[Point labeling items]
* start *

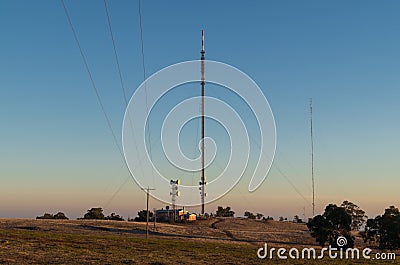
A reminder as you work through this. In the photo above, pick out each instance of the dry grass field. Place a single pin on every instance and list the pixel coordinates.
(217, 241)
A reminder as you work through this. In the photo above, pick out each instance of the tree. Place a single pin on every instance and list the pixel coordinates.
(357, 215)
(371, 230)
(61, 216)
(46, 216)
(58, 215)
(142, 216)
(296, 219)
(249, 215)
(224, 212)
(334, 222)
(94, 213)
(114, 217)
(259, 216)
(385, 229)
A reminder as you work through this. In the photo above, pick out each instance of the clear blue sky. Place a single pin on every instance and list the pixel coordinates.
(57, 153)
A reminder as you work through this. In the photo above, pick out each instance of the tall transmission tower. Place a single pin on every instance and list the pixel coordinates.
(174, 193)
(202, 180)
(312, 158)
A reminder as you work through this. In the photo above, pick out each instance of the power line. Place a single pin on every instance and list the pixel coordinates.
(125, 100)
(145, 87)
(91, 78)
(115, 53)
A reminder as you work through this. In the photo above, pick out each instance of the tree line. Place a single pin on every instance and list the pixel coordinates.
(91, 214)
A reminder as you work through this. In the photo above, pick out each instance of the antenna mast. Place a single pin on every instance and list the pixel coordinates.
(203, 180)
(312, 158)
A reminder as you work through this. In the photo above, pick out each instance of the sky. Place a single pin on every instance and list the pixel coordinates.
(58, 154)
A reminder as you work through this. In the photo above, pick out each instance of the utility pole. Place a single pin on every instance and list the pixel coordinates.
(155, 217)
(312, 158)
(203, 180)
(147, 210)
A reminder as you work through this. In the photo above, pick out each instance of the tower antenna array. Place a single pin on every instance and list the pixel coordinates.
(312, 158)
(202, 180)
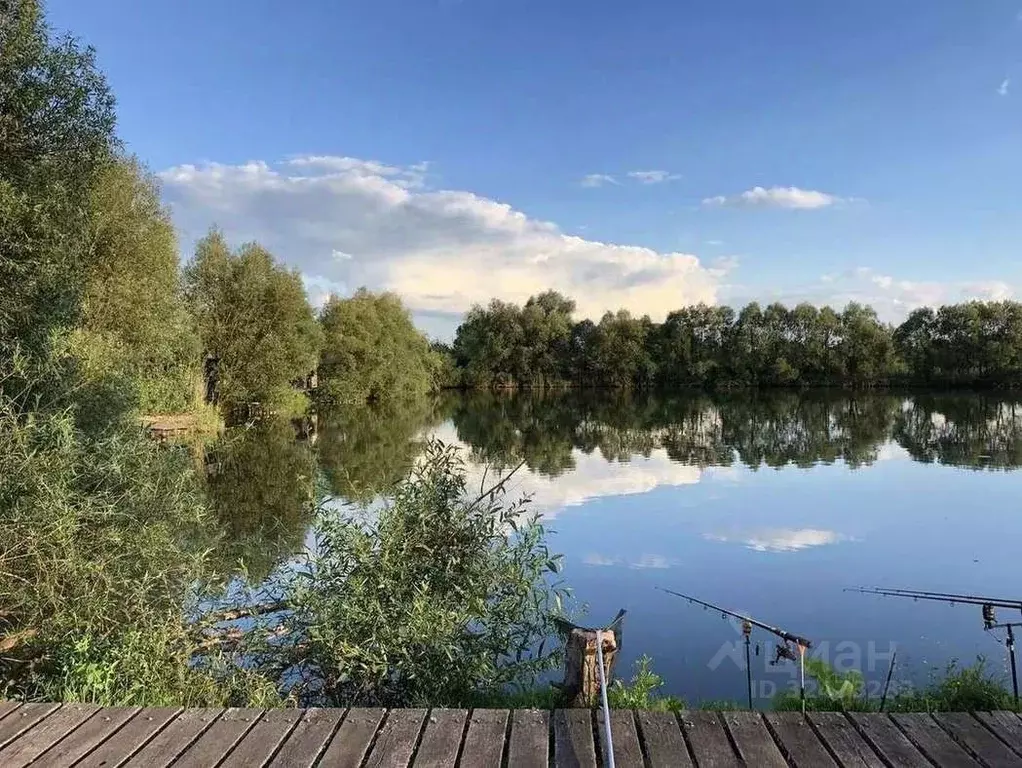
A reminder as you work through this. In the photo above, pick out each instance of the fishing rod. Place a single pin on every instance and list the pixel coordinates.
(948, 597)
(989, 618)
(782, 651)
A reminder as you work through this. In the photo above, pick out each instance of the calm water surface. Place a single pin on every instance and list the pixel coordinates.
(771, 505)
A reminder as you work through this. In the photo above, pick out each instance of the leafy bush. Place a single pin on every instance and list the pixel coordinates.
(434, 598)
(641, 691)
(828, 689)
(97, 570)
(961, 689)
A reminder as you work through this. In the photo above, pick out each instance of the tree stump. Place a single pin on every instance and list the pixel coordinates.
(582, 668)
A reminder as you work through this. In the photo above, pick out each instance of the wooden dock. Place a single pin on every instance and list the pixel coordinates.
(72, 734)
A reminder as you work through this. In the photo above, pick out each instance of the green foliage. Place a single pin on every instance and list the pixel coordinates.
(254, 320)
(960, 688)
(435, 597)
(93, 559)
(372, 352)
(134, 308)
(827, 689)
(56, 130)
(504, 346)
(641, 691)
(971, 688)
(447, 374)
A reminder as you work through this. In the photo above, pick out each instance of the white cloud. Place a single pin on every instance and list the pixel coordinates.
(791, 197)
(597, 180)
(442, 251)
(779, 539)
(595, 558)
(891, 297)
(657, 561)
(653, 177)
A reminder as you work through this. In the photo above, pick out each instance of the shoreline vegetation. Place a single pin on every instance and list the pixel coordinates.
(115, 550)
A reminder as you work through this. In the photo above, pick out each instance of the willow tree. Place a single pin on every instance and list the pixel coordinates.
(56, 131)
(372, 350)
(254, 320)
(134, 320)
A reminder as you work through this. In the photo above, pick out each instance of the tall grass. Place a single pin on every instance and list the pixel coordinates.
(98, 567)
(436, 597)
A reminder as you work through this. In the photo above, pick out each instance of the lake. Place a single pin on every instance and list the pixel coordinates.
(770, 504)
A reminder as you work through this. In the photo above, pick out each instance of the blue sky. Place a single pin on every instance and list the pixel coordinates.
(457, 149)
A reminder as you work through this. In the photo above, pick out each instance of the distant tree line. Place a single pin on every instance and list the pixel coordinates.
(541, 345)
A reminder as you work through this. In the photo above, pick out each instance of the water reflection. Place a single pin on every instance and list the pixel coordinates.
(365, 450)
(770, 502)
(760, 430)
(260, 484)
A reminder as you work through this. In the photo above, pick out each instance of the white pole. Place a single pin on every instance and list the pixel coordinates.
(609, 756)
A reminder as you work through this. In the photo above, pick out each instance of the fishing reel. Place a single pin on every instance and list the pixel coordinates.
(783, 651)
(989, 620)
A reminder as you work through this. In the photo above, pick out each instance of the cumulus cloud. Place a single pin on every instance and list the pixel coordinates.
(893, 298)
(779, 539)
(791, 197)
(654, 561)
(353, 222)
(652, 177)
(597, 180)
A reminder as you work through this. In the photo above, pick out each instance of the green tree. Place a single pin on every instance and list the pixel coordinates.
(254, 321)
(488, 345)
(435, 598)
(372, 350)
(135, 320)
(56, 130)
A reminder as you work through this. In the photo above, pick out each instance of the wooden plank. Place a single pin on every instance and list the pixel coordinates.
(528, 746)
(842, 738)
(933, 741)
(708, 740)
(174, 739)
(892, 746)
(442, 738)
(47, 733)
(662, 737)
(1007, 725)
(351, 742)
(20, 720)
(484, 739)
(797, 739)
(396, 740)
(219, 738)
(131, 737)
(573, 746)
(263, 739)
(624, 734)
(753, 739)
(87, 736)
(309, 738)
(968, 731)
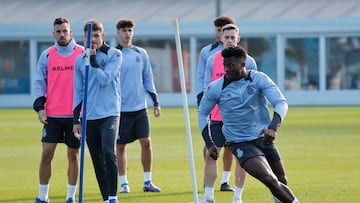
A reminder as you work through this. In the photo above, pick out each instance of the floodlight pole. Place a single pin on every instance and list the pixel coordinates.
(186, 108)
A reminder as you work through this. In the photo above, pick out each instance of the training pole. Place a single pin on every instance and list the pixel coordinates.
(186, 108)
(83, 126)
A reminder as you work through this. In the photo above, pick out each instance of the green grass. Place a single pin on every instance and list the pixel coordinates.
(319, 146)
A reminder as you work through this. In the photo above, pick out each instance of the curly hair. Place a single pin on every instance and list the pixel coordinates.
(234, 51)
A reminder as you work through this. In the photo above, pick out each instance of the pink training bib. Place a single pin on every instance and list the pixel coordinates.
(60, 82)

* end *

_Requirements_
Can you reproduce all of the items above word for word, leaving out the pictures?

_Answer below_
A reminder as you work through this. In the photo above, pick out each instance of the dry grass field. Place a single pin on every instance and list the pixel coordinates.
(217, 241)
A reminder as you work through this. In the photo above, pick out each instance of the tree. Place a single pin on every instance and list the pixel coordinates.
(357, 215)
(371, 230)
(61, 216)
(46, 216)
(58, 215)
(142, 216)
(296, 219)
(249, 215)
(224, 212)
(334, 222)
(94, 213)
(114, 217)
(259, 216)
(385, 229)
A reminder as you work through this. In the photo above, pick out each instance of the clear blue sky. Place a single pin on every instance and list the pixel coordinates.
(57, 153)
A reminder as you work through this. In the photo above, pick out each instance of the tall transmission tower. Place a single pin on every instance and list the pixel coordinates.
(174, 193)
(202, 180)
(312, 158)
A reminder as you work through this. In the photo above, pick out each instance of the power line. Place a single pin on every instance and list the pixel coordinates.
(125, 100)
(145, 87)
(91, 78)
(115, 53)
A reminder as you work through this. In the photo above, pick out each instance of the tree line. Place a single pin on every instance and list the pixel coordinates.
(91, 214)
A reminder as you work through this. In the photo above, pick out each instance of the antenna mast. Place a single pin on every instance and list the pixel coordinates.
(203, 180)
(312, 158)
A reminder as you work through this. In the photo above, pick out each instance of the sky. Place a single pin on every instance and list the pixel coordinates.
(58, 154)
A reminder as you work through this. In the photo above, pick out each instance of the utility pole. Place a single pin on every instance and list the pixel coordinates.
(155, 217)
(312, 158)
(203, 180)
(147, 210)
A reminder as you work through this. In the photo above, pick out each instance of the tower antenna array. Place a single pin on every instance and list the pixel coordinates.
(312, 158)
(202, 180)
A reminder as you work through this. In the photo above, pick out each instance of the fishing rod. Place a single pin on every instance and list the pixel coordinates.
(948, 597)
(989, 618)
(782, 651)
A reminder as you work through this. In the photo above, pick out each instance of the calm water surface. Place a single pin on every instance and list the pixel coordinates.
(771, 505)
A reminder as you work through this. In the photo above, pick out each instance of the leafy bush. Place a single pin on every instance and list the pixel coordinates.
(434, 598)
(641, 691)
(828, 689)
(97, 570)
(961, 689)
A reminder as you work through this. In the photo above, pick out each instance of the tree stump. Place a single pin on every instance and list the pixel coordinates.
(582, 668)
A reminder as you work through this. In the photo above, pick out each instance of the wooden dock. Place a single pin on every instance and list the pixel coordinates.
(72, 734)
A reminder as you work through this. In the photo above, pick out each instance of the green foliage. Place a single pin on every instance and list the pixel coordinates.
(254, 320)
(960, 688)
(435, 597)
(93, 559)
(372, 352)
(134, 308)
(827, 689)
(56, 130)
(504, 346)
(641, 691)
(971, 688)
(447, 374)
A reminder as you work through this. In the photo above, pick out each instance of the white cloud. Place a single pin on every instance and list the pixel coordinates.
(791, 197)
(597, 180)
(442, 251)
(779, 539)
(595, 558)
(891, 297)
(657, 561)
(653, 177)
A reminder as you work through this. In the photo above, pick out each instance of the shoreline vegetation. Place a single pin on every instance and list the pixel coordinates.
(115, 550)
A reminder as you work through this. In the photo above, pick out each instance of the willow tree. Place a single pin on every instance and list the pixel coordinates.
(56, 131)
(372, 350)
(254, 320)
(134, 320)
A reminder as you work through this. In the photo above, pick out each instance of the tall grass. Place a single pin on every instance and list the pixel coordinates.
(98, 567)
(436, 597)
A reminder as you work through this. In the photo above, pick out each instance of the lake. Place a single pin on every instance and list the pixel coordinates.
(770, 504)
A reminder as you work through this. In the photo above, pick out each instance of the blue sky. Place a single pin on every instance and list the pixel coordinates.
(457, 149)
A reminder as you work through this. In the photo above, pick out each instance of the distant tree line. Place a single pin on every instance and list the pixel coordinates.
(541, 345)
A reminder as you work through this. In the photo above, pick out each instance of the water reflection. Place a single pin on every instance and list the pixel coordinates.
(365, 450)
(770, 502)
(760, 430)
(260, 484)
A reminder as you work through this. In the photo above, pick out each instance of the white pole. Place a single pin on every instance and list the pixel coordinates.
(609, 756)
A reminder as you work through this. In the photo above, pick out each instance of the fishing reel. Place a single pin on every instance and list the pixel coordinates.
(783, 651)
(989, 620)
A reminder as you work through this. In the photo above, pick out each instance of the cumulus cloud. Place a single pin on every instance and list the pixel coordinates.
(893, 298)
(779, 539)
(791, 197)
(654, 561)
(353, 222)
(652, 177)
(597, 180)
A reminder as you work through this. In the photo above, pick out each instance of the green tree. Place a single pin on every instance and list the pixel coordinates.
(254, 321)
(488, 345)
(435, 598)
(372, 350)
(135, 320)
(56, 130)
A reminder as you work through this. In the photo above, pick out each instance of the wooden plank. Place a single pin on every instance and list the pixel coordinates.
(528, 746)
(842, 738)
(933, 741)
(708, 740)
(174, 739)
(892, 746)
(442, 738)
(47, 733)
(662, 737)
(1007, 725)
(351, 742)
(20, 720)
(484, 739)
(797, 739)
(396, 740)
(219, 738)
(131, 737)
(573, 746)
(263, 739)
(624, 734)
(753, 739)
(87, 736)
(309, 738)
(968, 731)
A reminder as you work through this. In the photo above, pick out each instance of the floodlight pole. Place a single pin on every instance and list the pixel coordinates.
(186, 108)
A reminder as you work through this. In the photo above, pick out each instance of the training pole. Place a single pin on every instance and list the pixel coordinates.
(186, 108)
(83, 126)
A reminder as you work through this. In the photo above, pick out each instance of the green grass. Place a single pin on every instance and list the pixel coordinates.
(319, 146)
A reminder as you work through this. In the photo above, pick out each instance of the curly hair. Place a single pin on every instance and list the pixel coordinates.
(234, 51)
A reminder as you work through this. In the photo above, pick out each instance of the pink training bib. Place a single pin on every instance and list the pixel coordinates.
(60, 82)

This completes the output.